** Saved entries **
****

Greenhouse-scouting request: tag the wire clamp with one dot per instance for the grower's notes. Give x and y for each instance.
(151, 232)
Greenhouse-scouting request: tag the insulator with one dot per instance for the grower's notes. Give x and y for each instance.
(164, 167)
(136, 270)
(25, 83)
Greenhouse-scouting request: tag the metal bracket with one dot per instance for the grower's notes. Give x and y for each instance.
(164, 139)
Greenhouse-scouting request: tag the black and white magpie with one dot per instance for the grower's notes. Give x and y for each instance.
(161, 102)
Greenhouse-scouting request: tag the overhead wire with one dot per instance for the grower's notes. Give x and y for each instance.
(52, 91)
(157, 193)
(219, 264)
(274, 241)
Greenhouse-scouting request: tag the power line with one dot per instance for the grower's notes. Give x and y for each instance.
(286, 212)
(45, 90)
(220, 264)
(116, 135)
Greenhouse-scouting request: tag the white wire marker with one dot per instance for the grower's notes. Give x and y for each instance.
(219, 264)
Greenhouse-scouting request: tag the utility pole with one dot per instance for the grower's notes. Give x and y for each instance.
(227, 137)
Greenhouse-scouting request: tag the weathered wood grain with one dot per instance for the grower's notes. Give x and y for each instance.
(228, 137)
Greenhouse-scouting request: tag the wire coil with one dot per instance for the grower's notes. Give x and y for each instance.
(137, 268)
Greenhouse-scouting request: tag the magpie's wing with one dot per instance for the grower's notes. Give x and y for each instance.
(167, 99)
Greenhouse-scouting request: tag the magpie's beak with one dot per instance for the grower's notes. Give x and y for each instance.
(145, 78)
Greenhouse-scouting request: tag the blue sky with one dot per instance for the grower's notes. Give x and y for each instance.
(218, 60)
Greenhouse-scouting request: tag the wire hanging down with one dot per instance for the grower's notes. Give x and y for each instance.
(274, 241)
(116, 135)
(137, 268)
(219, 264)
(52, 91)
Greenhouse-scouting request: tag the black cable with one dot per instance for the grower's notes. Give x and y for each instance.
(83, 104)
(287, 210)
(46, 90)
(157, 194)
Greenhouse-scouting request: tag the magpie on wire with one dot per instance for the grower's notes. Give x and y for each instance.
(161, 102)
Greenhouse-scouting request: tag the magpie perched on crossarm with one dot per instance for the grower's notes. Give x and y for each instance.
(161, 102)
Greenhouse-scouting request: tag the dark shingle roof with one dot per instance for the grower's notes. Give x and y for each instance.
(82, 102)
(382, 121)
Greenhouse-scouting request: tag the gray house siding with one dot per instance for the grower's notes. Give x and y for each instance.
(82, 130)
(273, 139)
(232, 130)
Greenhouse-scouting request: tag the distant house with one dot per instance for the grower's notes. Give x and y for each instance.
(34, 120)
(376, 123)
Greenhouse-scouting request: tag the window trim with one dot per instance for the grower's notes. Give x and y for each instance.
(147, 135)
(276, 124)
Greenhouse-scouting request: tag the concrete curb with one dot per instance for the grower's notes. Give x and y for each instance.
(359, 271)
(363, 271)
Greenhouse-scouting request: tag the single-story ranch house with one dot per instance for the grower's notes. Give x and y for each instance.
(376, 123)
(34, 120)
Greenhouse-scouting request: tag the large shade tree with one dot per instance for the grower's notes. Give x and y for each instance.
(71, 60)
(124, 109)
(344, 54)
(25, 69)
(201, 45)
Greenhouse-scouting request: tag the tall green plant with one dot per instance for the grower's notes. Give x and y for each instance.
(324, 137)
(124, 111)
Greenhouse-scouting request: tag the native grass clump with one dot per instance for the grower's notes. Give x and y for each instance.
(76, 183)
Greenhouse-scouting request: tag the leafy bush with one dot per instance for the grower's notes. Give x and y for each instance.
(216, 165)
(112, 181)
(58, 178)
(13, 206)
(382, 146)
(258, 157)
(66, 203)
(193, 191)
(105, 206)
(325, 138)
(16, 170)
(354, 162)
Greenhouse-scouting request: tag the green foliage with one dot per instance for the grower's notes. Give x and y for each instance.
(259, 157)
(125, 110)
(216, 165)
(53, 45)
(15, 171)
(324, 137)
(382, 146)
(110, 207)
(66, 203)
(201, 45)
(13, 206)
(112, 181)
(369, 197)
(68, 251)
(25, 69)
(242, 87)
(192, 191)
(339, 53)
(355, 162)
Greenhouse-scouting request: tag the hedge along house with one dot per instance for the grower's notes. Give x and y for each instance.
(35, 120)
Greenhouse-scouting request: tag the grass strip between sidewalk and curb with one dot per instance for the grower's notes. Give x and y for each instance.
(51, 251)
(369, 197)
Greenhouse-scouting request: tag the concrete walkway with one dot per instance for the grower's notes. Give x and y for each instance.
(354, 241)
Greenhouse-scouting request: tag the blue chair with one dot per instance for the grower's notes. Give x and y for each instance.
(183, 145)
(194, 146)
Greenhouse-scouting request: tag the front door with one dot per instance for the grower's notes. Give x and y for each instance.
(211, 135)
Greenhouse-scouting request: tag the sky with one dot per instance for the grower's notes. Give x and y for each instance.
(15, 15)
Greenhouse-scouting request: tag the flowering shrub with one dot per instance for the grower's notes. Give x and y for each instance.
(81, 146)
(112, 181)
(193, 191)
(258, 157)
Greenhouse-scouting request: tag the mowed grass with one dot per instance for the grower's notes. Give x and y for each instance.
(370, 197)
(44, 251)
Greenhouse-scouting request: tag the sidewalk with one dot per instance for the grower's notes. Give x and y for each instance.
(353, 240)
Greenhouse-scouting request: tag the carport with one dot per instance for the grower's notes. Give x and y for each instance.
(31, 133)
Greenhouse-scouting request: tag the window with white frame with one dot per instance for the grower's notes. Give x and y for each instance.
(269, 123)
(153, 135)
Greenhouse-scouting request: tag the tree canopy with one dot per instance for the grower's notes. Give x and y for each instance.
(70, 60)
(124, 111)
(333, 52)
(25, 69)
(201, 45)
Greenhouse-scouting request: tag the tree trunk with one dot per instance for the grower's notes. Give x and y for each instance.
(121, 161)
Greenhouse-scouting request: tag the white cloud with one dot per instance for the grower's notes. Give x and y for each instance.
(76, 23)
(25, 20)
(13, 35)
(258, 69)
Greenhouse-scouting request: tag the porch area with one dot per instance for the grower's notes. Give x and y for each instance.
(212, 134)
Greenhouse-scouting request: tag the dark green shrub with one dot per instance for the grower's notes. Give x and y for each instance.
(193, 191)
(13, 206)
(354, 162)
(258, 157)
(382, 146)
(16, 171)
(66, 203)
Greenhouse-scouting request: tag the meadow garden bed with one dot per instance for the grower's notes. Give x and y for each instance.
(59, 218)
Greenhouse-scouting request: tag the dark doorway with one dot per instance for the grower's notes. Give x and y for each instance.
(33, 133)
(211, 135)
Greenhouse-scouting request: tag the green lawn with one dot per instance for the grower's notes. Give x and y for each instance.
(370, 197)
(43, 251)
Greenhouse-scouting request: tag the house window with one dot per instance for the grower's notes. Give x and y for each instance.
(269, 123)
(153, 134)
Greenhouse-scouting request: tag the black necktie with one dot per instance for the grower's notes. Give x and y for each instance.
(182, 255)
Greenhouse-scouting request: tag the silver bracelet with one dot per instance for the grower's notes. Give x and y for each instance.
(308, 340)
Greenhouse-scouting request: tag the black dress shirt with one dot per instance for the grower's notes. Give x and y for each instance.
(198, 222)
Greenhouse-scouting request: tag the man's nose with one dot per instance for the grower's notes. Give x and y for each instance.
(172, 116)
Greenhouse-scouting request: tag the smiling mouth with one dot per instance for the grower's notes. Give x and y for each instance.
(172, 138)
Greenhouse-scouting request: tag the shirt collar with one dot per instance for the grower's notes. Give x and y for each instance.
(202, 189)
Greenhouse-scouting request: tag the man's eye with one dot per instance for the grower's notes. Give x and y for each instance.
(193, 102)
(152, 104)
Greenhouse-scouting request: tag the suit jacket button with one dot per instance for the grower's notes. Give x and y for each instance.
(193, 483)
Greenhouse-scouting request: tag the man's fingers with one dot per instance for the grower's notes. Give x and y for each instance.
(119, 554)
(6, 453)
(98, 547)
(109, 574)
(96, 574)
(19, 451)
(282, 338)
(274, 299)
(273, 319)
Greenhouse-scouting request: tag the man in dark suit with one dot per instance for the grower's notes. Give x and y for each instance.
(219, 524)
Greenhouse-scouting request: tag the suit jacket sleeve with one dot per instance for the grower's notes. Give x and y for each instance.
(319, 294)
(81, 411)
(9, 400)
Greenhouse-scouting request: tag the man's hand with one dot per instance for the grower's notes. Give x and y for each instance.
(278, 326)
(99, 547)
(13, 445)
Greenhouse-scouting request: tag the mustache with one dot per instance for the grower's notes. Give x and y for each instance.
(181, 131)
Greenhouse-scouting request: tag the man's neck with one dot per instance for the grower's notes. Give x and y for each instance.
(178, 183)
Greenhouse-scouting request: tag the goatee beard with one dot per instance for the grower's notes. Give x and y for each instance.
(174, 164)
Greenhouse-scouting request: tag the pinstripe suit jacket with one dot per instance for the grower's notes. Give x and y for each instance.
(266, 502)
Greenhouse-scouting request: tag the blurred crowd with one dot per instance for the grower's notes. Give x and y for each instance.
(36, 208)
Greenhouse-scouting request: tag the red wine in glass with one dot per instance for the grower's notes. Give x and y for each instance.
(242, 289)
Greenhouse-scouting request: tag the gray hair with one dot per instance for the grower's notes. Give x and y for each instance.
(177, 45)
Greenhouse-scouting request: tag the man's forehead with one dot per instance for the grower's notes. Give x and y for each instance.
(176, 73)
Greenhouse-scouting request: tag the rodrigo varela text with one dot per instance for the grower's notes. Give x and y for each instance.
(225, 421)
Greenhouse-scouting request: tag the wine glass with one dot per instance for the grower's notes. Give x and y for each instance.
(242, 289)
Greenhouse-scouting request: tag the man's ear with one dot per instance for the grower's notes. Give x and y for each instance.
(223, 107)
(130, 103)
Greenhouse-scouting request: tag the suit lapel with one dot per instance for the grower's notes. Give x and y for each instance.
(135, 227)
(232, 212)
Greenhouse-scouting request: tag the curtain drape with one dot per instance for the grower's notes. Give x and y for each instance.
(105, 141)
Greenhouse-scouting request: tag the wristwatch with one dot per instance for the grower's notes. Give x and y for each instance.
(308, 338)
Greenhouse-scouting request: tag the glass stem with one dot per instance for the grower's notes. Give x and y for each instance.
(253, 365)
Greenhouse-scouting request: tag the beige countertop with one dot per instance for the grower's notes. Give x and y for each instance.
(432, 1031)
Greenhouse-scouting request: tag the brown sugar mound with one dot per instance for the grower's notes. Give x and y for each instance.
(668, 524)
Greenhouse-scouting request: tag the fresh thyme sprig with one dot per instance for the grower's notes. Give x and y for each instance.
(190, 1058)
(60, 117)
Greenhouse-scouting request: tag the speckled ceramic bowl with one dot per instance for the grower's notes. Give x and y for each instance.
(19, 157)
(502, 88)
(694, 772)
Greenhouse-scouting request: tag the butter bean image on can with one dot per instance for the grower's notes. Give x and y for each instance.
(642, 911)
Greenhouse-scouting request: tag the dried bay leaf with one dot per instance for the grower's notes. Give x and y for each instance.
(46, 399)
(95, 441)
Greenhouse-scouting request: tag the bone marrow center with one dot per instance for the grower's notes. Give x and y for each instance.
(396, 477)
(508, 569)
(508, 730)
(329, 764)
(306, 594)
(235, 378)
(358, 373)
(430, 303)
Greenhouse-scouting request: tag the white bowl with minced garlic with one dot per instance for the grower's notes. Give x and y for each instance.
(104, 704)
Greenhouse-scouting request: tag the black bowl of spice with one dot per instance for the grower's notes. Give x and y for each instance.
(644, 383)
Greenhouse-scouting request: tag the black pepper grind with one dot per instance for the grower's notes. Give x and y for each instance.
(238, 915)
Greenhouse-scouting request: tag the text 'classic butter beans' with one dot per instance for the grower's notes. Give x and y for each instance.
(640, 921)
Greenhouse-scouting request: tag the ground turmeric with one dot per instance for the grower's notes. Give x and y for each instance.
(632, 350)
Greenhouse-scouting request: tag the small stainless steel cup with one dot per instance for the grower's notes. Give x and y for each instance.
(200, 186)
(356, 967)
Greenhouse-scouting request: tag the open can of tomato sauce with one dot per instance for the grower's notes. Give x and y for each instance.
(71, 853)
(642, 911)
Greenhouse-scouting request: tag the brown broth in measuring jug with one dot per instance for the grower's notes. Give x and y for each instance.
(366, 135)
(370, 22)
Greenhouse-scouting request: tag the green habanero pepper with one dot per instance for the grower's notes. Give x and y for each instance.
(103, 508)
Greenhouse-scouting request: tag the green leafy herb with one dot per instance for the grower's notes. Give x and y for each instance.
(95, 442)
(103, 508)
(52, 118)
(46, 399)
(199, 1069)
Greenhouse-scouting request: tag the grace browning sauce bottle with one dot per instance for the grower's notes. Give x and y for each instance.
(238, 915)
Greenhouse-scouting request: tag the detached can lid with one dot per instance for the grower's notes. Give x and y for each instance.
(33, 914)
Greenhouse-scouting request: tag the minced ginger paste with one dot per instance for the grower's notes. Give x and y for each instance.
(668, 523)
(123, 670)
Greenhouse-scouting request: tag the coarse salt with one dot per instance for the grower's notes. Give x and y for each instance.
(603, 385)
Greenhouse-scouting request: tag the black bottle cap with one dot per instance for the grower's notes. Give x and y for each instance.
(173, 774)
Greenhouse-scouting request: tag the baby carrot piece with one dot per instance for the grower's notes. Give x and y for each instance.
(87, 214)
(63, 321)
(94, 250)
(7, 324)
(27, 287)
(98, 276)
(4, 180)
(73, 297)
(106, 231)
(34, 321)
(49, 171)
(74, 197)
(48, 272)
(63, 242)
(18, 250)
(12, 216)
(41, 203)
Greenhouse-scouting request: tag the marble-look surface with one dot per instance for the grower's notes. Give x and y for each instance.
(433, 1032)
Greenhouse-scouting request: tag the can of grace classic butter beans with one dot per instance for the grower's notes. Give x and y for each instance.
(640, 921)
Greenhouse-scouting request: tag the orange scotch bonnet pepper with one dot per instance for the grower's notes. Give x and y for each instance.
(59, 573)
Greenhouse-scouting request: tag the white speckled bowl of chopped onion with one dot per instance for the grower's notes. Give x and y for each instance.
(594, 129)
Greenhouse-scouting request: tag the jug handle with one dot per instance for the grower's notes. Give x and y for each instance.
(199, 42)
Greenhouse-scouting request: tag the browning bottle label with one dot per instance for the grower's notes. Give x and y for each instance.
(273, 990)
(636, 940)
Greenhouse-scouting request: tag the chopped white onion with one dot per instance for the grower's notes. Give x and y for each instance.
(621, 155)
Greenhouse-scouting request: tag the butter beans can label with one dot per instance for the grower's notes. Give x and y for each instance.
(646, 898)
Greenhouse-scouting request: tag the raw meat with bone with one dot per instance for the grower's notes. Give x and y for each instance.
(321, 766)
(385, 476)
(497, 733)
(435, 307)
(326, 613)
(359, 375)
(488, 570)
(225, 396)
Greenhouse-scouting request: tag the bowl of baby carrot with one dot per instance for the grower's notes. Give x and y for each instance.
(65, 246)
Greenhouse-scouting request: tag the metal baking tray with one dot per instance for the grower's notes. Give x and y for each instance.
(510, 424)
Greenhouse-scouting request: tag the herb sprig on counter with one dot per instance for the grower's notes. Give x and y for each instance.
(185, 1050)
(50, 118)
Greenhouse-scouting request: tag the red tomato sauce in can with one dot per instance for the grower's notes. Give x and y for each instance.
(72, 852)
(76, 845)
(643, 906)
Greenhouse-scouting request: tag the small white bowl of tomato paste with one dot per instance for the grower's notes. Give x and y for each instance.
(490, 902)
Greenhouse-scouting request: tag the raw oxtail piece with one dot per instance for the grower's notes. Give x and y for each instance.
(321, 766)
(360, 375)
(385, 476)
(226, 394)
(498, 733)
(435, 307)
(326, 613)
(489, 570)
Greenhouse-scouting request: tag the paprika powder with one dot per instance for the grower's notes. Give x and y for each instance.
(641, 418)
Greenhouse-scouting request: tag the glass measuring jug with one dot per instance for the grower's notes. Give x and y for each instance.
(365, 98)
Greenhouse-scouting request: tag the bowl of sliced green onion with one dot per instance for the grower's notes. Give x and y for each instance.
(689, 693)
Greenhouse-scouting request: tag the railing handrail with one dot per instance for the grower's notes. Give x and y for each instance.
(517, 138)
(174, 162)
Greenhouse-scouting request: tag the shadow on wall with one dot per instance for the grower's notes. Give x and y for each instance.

****

** Try it **
Could you retype exactly the lines above from the one containing "Greenhouse-scouting request: tag the paprika" through the last line of the records, both included, and nothing else?

** Expected answer **
Greenhouse-scouting request: tag the paprika powder with one dot per instance for the grower's notes. Give x and y for each instance.
(641, 418)
Greenhouse-scouting request: tag the glass measuring jug with one dot per instance for the grower's notes. Give x and y for each instance.
(365, 98)
Greenhouse-scouting request: tag the bowl of sliced green onion with one dot per instance for the grower's notes. Give x and y for each instance.
(689, 693)
Greenhouse-scouting request: tag the railing handrail with one dot per instance for the grower's notes. Give x and y for each instance.
(517, 138)
(174, 162)
Greenhouse-scouting request: tag the shadow on wall with one dot per instance for the grower's notes. Give x and y for each instance.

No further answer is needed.